### What the task asks:
The result should be every line that contains the word "below", taken from the material.

### Records for this exercise:
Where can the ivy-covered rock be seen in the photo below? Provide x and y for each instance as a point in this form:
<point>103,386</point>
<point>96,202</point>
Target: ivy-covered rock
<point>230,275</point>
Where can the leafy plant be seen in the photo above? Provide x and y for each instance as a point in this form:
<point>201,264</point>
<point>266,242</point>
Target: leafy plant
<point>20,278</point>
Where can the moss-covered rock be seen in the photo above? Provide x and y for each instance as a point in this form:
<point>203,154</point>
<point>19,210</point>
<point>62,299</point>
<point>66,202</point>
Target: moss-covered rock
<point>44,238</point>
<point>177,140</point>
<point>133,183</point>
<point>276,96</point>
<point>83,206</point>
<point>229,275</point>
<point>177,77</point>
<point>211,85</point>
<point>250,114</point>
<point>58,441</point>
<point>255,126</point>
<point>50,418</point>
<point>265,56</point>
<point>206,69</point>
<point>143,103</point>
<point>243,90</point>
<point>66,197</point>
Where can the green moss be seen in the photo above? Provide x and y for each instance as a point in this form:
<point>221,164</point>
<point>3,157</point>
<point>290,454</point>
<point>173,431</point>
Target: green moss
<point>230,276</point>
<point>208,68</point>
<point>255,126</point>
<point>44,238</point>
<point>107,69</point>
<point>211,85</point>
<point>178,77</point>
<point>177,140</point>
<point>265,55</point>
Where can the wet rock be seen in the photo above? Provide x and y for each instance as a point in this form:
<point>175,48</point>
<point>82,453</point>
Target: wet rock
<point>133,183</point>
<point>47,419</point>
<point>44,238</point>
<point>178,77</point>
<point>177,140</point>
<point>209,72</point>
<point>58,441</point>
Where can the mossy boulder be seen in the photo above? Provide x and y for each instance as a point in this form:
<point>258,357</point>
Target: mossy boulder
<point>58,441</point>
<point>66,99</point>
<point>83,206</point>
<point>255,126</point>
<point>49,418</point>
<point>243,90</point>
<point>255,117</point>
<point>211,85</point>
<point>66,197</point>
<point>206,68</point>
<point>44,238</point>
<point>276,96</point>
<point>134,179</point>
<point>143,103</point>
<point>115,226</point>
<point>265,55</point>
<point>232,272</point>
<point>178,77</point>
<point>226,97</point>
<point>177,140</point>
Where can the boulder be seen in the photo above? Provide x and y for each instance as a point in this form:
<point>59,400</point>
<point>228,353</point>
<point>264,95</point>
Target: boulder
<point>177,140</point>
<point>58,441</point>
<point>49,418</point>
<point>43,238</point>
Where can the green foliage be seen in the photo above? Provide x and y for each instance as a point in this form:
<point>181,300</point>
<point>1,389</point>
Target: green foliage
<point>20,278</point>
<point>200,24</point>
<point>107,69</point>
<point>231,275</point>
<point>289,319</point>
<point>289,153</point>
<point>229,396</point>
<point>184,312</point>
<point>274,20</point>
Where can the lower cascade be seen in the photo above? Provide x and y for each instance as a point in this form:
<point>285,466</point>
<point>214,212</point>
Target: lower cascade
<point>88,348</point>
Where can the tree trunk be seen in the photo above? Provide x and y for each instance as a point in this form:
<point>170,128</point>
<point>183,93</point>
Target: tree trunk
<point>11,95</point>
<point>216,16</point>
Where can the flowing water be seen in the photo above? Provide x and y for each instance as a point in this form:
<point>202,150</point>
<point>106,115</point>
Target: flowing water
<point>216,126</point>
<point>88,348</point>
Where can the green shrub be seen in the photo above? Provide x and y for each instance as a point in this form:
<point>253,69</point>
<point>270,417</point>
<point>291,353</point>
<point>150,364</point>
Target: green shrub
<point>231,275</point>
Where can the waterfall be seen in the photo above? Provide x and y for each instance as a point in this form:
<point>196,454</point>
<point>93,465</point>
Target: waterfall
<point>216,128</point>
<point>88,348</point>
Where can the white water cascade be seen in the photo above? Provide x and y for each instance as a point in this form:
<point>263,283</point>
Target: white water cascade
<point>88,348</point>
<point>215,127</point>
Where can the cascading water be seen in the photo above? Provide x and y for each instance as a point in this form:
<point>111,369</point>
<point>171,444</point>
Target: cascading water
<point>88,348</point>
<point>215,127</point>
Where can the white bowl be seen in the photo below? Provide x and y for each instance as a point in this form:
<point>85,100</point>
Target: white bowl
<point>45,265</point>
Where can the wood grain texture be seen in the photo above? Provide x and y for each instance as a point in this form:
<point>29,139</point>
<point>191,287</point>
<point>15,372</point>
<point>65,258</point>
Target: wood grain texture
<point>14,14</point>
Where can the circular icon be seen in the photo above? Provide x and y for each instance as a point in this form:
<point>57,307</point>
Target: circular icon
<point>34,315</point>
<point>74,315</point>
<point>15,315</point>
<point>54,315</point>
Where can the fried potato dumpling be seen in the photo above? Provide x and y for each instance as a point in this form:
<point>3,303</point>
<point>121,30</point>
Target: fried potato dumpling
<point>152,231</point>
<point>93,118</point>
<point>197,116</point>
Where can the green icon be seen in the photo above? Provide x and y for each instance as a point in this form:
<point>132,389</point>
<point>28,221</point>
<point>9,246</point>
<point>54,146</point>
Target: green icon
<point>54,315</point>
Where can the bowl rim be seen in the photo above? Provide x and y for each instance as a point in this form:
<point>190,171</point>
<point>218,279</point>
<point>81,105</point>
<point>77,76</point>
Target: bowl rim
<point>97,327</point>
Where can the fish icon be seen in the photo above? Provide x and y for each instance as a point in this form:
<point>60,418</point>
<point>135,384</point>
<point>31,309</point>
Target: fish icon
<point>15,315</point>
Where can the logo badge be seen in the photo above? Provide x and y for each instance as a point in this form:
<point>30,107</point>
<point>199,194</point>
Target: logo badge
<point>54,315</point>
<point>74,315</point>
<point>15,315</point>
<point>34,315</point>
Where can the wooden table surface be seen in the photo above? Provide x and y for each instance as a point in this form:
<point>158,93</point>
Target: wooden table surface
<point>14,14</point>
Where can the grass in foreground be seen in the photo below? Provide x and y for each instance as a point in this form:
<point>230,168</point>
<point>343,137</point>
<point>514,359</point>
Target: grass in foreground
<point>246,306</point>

### Your solution:
Where can the ivy-covered rock be seen in the photo below? Provide x and y for each instance as a point in this form:
Where can the white bowl be seen in the photo below? Provide x and y for each instance as a point in this form:
Where can the grass in foreground be seen in the photo below? Provide x and y for each instance as a point in this form:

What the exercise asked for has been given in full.